▶ **WHAT YOU HAVE TO DO**
Output all of the records exactly as written.
——————
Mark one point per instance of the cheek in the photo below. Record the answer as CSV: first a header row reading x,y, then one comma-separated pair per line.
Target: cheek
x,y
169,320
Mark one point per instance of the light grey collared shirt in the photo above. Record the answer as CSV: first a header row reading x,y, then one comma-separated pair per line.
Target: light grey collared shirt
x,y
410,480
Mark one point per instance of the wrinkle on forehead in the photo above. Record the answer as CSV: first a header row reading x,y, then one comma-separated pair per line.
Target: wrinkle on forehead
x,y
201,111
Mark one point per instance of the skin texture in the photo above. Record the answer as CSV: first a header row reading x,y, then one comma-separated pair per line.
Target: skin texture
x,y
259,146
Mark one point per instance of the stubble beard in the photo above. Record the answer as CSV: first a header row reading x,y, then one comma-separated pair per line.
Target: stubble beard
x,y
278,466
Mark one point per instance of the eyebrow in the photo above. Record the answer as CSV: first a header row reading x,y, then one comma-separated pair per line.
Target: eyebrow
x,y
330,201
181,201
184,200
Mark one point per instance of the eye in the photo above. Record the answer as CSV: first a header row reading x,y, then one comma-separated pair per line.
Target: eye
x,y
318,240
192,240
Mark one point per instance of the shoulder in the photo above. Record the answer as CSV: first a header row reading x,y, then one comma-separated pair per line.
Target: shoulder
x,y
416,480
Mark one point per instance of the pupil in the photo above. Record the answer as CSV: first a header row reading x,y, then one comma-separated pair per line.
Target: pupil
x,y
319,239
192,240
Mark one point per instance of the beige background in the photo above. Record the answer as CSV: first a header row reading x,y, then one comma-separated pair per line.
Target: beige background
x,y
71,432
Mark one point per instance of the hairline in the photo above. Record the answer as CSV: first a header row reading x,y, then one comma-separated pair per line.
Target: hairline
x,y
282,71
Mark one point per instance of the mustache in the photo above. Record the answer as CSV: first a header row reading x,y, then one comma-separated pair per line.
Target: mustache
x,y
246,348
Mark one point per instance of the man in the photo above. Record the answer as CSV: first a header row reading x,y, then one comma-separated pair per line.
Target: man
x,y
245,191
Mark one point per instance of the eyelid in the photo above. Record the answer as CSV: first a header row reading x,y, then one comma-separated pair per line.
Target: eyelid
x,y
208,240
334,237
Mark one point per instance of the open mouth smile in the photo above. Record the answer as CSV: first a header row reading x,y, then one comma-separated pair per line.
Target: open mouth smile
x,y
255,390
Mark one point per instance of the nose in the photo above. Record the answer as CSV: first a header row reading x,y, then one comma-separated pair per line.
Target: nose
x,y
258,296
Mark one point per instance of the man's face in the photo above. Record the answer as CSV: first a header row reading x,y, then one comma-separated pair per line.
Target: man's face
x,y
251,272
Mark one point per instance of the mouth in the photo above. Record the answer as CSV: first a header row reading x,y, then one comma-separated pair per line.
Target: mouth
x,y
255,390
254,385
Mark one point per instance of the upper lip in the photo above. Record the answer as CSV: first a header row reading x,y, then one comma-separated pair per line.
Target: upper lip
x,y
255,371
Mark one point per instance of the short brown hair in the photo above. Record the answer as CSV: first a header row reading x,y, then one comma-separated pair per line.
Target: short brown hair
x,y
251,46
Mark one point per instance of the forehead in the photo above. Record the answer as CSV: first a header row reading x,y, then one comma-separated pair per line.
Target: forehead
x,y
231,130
——————
▶ **ANSWER BELOW**
Mark one point per instance of the cheek in the photo below. Record the answer as CSV: first a header row reading x,y, then one comma-separated pair per line.
Target: cheek
x,y
169,320
Mark one point per instance of the light grey collared shirt in the photo above. Record the answer as CSV: first a header row reading x,y, then one comma-separated pair per line.
Target: light grey collared shirt
x,y
410,480
Mark one point per instance of the wrinkle on forehead in the photo above. Record the answer as CSV: first a header row reading x,y, then one comma-separated pair per line.
Target: wrinkle on forehead
x,y
201,111
Mark one point per instance of the skin texture in the photo above. Record the answer as CSV: first a header row reading x,y, then one comma-separated pair per line.
Target: skin texture
x,y
259,146
Mark one point per instance of the stubble beard in the photo above. Record the answer as CSV: first a header row reading x,y, then one comma-separated pair per line.
Target: stubble beard
x,y
278,466
Mark one point per instance of the eyebrow in the photo above. Record the answer as CSV: first a header row reading x,y, then one comma-separated pair per line.
Target: eyebrow
x,y
330,201
181,201
184,200
Mark one point per instance of the eye in the photo above. Record the answer as CSV: first a header row reading x,y, then one comma-separated pair per line.
Target: eye
x,y
318,240
192,240
Mark one point per instance of the shoulder in the photo above. Record the answer as CSV: first a header row reading x,y, then one comma-separated pair per line.
Target: shoulder
x,y
416,480
Mark one point per instance of the pupil in the photo above. Record the answer as CSV: first a header row reading x,y, then one comma-separated pair per line.
Target: pupil
x,y
319,239
192,240
Mark one point per instance of the beige background in the photo above. Record the answer as CSV: first a header row reading x,y, then one comma-separated pair per line.
Target: beige background
x,y
71,432
Mark one point per instance of the hairline in the photo above. Record the answer as CSV: first a header row reading x,y, then one comma-separated pair per line.
Target: hairline
x,y
282,71
Mark one point per instance of the mustache in the photo above. Record the answer as CSV: first a header row reading x,y, then one comma-separated pair per line.
Target: mustache
x,y
246,348
Mark one point per instance of the man in the photo above. Record the answer as CSV: first a header row reading x,y, then one comma-separated pair per line.
Target: man
x,y
245,191
Mark one point per instance of the eyelid in the photo above. Record the answer as CSV: first a header row reading x,y, then one comma-separated pair per line.
Target: eyelid
x,y
208,240
334,237
Mark one point per instance of the open mouth smile in the photo above. Record the answer as CSV: first a header row reading x,y, then one comma-separated pair per line.
Target: open mouth smile
x,y
255,390
Mark one point per instance of the nose in the photo above. Record the answer as CSV: first a header row reading x,y, then one comma-separated pair per line.
Target: nose
x,y
258,296
Mark one point per instance of the man's face in the photo above. Record the answer as CSV: first a header row reading x,y, then one comma-separated pair per line.
Target: man's face
x,y
251,272
Mark one point per instance of the mouth in the photo above. Record the answer as CSV: first a header row reading x,y, then one comma-separated pair per line.
Target: mouth
x,y
255,390
254,385
Mark one point per instance of the upper lip in the photo above. Record the answer as CSV: first a header row reading x,y, then one comma-separated pair per line.
Target: upper lip
x,y
255,371
Mark one point per instance of the short brown hair in the photo above. Record the answer as CSV: first a header row reading x,y, then one comma-separated pair per line.
Target: short brown hair
x,y
251,46
Mark one point per instance of the forehead in the photo above. Record the answer as CSV: first a header row reading x,y, then one comma-separated pair per line.
Target: forehead
x,y
231,130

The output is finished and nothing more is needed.